- TASK DESCRIPTION -
Continue the passage on transparency and explainability in algorithm development, picking up right after its final sentence.

- GIVEN TEXT -
----------------

Transparency and explainability in algorithm development
Whilst it is difficult to explain the inner workings of a deep learning algorithm to a non-expert, the disclosure of algorithmic inputs, the algorithm and its parameters, algorithmic outputs, and counterfactuals used will offer the necessary transparency for their deployment. This transparency would enable clinicians and policy-makers to know which information is being used to make a decision and what the other possible outcomes were, giving them the resources to make informed choices regarding the utility of algorithmic recommendations.
Several methods have been proposed to increase ‘explainability’ and identify bias, with researchers attempting to reverse-engineer the drivers of bias. This involves using the inputs (if known) and outputs of an algorithm to discover how the algorithm made its decisions. This process is difficult, time consuming, and non-intuitive to non-experts of machine learning methods . What might be a more practical approach is using clinical expertise to propose relevant counterfactuals for the context in which the algorithm is being developed . Here, a counterfactual is created when a change in one of the inputs corresponds to a change in the output, or decision, of the algorithm. Where income, race, etc. are modified and a different outcome is produced, either there is an instance of bias due to misclassification, or broader social determinants need addressing to reduce bias.

----------------

[Saved data entries]
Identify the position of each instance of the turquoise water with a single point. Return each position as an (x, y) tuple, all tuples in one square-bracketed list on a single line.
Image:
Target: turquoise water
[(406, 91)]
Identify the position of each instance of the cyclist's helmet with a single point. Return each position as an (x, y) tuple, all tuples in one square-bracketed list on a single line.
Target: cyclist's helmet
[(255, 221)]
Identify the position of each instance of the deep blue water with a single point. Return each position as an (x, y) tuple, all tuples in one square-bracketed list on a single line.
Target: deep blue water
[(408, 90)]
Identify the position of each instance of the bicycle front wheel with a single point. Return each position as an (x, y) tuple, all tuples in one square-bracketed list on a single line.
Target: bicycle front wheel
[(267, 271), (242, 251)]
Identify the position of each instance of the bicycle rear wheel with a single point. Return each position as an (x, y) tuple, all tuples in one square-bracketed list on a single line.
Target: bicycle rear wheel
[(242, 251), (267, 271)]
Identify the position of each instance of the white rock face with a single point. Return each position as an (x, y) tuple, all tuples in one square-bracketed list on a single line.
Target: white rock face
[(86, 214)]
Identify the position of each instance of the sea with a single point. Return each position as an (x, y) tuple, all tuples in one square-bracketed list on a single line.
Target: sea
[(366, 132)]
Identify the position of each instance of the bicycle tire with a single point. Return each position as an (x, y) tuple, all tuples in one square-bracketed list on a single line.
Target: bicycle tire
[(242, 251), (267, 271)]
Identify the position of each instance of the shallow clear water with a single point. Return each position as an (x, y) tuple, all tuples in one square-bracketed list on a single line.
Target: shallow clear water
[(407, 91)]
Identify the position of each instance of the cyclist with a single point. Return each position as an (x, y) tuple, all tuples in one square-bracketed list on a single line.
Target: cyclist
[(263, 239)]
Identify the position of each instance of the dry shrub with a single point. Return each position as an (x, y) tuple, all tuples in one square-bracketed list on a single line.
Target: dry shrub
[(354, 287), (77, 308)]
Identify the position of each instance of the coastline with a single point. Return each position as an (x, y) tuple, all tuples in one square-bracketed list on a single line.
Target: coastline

----------------

- TASK ANSWER -
The role of the public sector in AI and in countering the risk of algorithmic bias in health systems
The public sector has an important role in countering the risk of algorithmic bias. First, by establishing standards of fairness . Second, regulating algorithms that will be deployed in health systems . Third, by introducing mechanisms to address emerging issues, where algorithms uncover known or unknown biases in society, reflecting structural inequities, or illuminate biases in clinical decision making reflecting implicit biases of clinicians. Fourthly, by encouraging conducive partnerships between public and private sectors to ensure development of AI to benefit all. Some technology companies have invested large sums in not just AI algorithms but in the computing infrastructure necessary for their creation or deployment – assets that could be harnessed by public sector . However, large data sets needed for AI require public infrastructure to create them especially with necessary representation to ensure equity. These data sets could be made available to those developing algorithms with protection of patient privacy and fair attribution of any financial rewards to benefit both public sector organisations, which care for patients and populations and generate data, and private sector organisations that have the expertise to use of the data to create AI algorithms.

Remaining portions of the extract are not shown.